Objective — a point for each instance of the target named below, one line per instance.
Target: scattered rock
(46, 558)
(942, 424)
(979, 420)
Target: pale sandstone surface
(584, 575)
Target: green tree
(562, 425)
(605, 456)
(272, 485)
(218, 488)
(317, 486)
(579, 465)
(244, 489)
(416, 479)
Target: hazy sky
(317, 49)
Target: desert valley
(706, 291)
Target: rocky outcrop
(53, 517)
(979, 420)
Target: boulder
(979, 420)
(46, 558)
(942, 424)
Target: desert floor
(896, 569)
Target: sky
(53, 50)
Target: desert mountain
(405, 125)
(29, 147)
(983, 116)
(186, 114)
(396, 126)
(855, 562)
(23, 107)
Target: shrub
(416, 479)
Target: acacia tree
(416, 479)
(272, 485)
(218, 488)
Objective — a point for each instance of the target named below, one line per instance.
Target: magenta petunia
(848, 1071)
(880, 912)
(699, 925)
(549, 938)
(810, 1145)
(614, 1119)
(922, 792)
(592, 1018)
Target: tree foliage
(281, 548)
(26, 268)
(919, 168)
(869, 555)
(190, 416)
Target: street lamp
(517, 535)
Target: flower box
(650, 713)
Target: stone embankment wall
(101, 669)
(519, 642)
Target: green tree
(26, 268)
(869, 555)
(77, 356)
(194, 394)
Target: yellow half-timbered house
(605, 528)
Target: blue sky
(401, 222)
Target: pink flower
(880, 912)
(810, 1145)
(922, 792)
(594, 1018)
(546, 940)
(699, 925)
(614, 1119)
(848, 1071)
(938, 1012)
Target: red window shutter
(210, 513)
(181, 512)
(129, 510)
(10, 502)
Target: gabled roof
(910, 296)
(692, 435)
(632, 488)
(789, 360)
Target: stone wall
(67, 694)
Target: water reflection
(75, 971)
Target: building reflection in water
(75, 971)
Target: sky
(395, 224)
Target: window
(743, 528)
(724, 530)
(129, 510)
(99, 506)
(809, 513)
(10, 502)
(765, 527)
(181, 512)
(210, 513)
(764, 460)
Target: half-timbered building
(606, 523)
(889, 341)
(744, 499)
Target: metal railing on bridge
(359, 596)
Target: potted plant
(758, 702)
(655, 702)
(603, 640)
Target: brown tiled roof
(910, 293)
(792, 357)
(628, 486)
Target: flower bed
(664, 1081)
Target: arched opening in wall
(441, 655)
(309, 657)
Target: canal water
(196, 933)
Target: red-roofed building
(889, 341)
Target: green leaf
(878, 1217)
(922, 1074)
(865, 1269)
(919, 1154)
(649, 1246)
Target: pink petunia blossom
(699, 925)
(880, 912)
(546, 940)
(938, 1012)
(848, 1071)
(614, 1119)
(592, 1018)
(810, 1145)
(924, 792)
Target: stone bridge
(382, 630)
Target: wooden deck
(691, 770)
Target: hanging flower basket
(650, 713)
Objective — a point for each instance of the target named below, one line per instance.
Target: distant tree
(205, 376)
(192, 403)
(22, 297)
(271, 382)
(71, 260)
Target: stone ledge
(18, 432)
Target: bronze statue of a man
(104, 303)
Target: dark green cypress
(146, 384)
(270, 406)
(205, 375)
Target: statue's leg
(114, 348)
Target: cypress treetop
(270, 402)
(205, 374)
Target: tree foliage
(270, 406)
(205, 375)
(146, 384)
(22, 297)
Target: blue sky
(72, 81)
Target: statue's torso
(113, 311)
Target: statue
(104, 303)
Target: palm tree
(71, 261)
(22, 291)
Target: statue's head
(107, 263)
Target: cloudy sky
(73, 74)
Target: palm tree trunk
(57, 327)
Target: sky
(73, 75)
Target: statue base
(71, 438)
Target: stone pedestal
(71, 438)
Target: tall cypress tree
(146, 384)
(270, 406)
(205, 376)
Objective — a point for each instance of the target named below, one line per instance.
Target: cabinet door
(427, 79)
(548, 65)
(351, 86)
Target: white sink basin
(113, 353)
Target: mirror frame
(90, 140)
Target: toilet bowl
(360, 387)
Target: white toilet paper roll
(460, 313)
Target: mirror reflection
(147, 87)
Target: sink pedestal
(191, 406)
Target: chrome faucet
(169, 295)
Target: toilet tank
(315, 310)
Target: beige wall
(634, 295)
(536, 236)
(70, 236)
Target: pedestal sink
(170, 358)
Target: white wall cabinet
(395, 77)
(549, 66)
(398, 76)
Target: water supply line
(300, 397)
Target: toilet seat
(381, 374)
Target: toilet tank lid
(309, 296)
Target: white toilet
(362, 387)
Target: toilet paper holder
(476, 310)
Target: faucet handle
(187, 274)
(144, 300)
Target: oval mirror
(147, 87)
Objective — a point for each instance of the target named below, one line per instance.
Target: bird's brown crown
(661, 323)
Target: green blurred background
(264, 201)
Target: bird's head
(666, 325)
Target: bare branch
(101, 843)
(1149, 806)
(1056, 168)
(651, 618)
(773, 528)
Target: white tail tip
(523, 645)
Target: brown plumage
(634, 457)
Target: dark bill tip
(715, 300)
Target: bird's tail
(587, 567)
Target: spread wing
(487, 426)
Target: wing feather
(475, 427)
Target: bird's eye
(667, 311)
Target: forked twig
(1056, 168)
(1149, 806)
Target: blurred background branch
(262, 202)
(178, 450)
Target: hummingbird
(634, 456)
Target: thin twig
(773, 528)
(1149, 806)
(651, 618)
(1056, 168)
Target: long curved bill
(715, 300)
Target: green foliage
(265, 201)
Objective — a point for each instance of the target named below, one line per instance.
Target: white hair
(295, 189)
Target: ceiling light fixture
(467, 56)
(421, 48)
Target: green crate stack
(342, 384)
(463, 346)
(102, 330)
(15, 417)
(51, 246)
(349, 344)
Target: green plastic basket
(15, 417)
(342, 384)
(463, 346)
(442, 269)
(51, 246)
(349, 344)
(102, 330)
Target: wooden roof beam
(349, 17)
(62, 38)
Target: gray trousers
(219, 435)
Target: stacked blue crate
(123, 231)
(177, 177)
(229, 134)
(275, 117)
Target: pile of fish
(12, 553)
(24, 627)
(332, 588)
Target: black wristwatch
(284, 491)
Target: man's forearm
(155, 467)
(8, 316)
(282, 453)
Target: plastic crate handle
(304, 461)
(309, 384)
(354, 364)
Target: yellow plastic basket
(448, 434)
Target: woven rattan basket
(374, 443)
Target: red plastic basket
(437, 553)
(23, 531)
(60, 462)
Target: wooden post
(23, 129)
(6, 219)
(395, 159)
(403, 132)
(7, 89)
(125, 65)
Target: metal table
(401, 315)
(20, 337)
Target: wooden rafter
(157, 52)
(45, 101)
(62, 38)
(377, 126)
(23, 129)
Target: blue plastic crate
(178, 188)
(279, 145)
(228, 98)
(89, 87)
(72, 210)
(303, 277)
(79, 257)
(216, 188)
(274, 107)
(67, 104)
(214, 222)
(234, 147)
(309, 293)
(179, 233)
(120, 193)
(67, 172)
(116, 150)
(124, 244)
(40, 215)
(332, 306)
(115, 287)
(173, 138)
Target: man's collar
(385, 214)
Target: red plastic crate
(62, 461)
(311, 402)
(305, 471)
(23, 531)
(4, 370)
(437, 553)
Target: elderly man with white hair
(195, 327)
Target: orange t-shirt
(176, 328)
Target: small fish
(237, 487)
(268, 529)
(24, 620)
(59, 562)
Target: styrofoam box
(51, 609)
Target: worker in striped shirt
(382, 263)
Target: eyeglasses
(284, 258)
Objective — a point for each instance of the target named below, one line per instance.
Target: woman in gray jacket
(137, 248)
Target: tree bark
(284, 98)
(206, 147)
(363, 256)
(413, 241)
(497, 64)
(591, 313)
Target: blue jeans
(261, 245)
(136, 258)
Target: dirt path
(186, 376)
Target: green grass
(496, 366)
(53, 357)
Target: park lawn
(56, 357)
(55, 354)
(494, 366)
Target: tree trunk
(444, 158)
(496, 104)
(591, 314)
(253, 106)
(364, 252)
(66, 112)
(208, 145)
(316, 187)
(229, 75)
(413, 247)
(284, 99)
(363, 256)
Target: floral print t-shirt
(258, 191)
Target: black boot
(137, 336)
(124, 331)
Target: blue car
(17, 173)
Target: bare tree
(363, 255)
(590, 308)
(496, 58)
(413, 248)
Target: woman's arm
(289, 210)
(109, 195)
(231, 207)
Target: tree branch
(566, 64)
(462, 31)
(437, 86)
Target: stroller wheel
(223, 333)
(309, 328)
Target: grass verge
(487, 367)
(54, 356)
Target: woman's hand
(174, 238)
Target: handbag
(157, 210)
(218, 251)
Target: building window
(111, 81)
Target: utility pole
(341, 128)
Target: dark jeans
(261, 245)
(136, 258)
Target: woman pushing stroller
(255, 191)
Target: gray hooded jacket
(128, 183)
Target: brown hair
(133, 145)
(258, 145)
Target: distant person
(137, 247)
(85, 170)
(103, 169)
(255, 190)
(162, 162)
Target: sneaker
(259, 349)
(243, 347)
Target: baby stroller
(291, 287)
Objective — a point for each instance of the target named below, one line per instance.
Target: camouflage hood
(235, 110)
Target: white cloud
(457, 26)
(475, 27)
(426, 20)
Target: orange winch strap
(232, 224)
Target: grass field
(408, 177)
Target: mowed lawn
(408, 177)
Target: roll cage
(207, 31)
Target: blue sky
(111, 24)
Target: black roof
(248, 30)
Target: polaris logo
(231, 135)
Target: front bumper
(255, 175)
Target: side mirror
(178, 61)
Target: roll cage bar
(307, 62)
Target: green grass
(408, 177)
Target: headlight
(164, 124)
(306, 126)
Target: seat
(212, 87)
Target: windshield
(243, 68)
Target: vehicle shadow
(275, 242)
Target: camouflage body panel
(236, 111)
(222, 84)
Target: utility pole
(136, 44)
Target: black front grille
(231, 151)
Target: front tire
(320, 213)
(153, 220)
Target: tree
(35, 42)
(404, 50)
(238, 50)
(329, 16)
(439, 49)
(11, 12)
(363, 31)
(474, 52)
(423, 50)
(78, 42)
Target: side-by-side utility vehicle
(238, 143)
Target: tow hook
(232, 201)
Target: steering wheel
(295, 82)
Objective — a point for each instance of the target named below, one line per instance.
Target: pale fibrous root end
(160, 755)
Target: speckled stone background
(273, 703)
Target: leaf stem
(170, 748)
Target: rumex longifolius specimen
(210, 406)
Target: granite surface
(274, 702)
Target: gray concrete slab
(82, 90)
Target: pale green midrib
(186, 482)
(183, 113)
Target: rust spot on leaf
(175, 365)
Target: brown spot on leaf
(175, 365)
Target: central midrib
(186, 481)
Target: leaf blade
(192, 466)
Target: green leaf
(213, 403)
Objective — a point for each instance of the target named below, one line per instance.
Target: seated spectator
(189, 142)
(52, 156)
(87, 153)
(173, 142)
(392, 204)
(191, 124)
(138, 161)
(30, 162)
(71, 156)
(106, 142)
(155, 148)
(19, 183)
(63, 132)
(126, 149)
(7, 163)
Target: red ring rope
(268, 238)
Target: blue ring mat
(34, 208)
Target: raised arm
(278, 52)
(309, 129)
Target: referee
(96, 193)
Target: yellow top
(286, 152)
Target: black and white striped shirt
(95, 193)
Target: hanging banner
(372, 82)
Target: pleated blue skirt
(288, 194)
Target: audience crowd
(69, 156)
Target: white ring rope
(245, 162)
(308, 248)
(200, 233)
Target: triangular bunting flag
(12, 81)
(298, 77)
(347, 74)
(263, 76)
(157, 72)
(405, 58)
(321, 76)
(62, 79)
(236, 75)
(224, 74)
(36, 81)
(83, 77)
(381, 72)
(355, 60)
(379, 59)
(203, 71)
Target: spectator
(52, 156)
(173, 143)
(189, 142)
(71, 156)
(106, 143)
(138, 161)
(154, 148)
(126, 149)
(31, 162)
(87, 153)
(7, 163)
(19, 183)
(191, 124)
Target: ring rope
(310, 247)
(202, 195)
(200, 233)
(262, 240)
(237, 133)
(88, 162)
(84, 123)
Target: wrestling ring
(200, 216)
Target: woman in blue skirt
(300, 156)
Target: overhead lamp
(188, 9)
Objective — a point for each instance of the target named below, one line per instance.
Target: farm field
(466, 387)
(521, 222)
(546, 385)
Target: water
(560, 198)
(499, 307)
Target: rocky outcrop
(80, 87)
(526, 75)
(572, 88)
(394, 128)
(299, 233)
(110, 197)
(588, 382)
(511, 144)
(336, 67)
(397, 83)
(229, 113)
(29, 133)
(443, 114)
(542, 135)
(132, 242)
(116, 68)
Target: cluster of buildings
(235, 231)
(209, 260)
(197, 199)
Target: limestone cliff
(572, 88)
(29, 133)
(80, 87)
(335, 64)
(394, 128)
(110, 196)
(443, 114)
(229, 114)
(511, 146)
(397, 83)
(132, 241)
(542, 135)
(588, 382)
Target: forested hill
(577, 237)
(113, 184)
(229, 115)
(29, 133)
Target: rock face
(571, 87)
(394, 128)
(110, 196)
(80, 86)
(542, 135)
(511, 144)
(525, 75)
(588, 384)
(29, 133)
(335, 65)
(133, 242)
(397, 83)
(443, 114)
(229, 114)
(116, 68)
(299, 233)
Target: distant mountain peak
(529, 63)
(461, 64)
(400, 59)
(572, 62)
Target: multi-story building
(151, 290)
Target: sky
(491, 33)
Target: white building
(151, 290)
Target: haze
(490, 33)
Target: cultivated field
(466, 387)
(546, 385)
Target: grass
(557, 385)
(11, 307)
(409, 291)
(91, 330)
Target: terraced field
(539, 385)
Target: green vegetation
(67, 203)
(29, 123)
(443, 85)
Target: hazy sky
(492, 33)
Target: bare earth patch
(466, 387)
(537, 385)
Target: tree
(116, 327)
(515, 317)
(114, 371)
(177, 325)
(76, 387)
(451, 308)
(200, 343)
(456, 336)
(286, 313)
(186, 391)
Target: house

----

* _EXERCISE_
Can you arrange the lines from the one holding "Target: wrestling ring" through the end of the data above, both included, as a numbered list, leaving out blank lines?

* _OUTPUT FOR THIS EXERCISE_
1. Target: wrestling ring
2. (200, 216)
3. Target: woman in blue skirt
4. (300, 156)
5. Target: overhead lamp
6. (188, 9)
7. Objective — a point for each instance of the target named below, one line per instance.
8. Target: farm field
9. (466, 387)
10. (521, 222)
11. (546, 385)
12. Target: water
13. (560, 198)
14. (499, 307)
15. Target: rocky outcrop
16. (80, 87)
17. (526, 75)
18. (572, 88)
19. (394, 128)
20. (299, 233)
21. (110, 197)
22. (588, 382)
23. (511, 144)
24. (336, 67)
25. (397, 83)
26. (229, 113)
27. (29, 133)
28. (443, 114)
29. (542, 135)
30. (132, 242)
31. (116, 68)
32. Target: cluster of buildings
33. (235, 231)
34. (209, 260)
35. (197, 199)
36. Target: limestone cliff
37. (572, 88)
38. (29, 133)
39. (80, 87)
40. (335, 64)
41. (394, 128)
42. (110, 196)
43. (443, 114)
44. (229, 114)
45. (511, 146)
46. (397, 83)
47. (132, 241)
48. (542, 135)
49. (588, 382)
50. Target: forested hill
51. (577, 237)
52. (113, 184)
53. (229, 115)
54. (29, 133)
55. Target: rock face
56. (571, 87)
57. (394, 128)
58. (110, 196)
59. (80, 86)
60. (542, 135)
61. (511, 144)
62. (525, 75)
63. (588, 384)
64. (29, 133)
65. (335, 65)
66. (133, 242)
67. (397, 83)
68. (443, 114)
69. (229, 114)
70. (116, 68)
71. (299, 233)
72. Target: distant mountain peak
73. (529, 63)
74. (461, 64)
75. (400, 59)
76. (572, 62)
77. Target: multi-story building
78. (151, 290)
79. Target: sky
80. (491, 33)
81. Target: white building
82. (151, 290)
83. Target: haze
84. (490, 33)
85. Target: cultivated field
86. (466, 387)
87. (546, 385)
88. Target: grass
89. (557, 385)
90. (11, 307)
91. (409, 291)
92. (91, 330)
93. Target: terraced field
94. (539, 385)
95. Target: green vegetation
96. (67, 203)
97. (29, 123)
98. (443, 85)
99. Target: hazy sky
100. (492, 33)
101. Target: bare earth patch
102. (466, 387)
103. (537, 385)
104. Target: tree
105. (116, 327)
106. (515, 317)
107. (114, 371)
108. (177, 325)
109. (76, 387)
110. (451, 308)
111. (200, 343)
112. (456, 336)
113. (286, 313)
114. (186, 391)
115. Target: house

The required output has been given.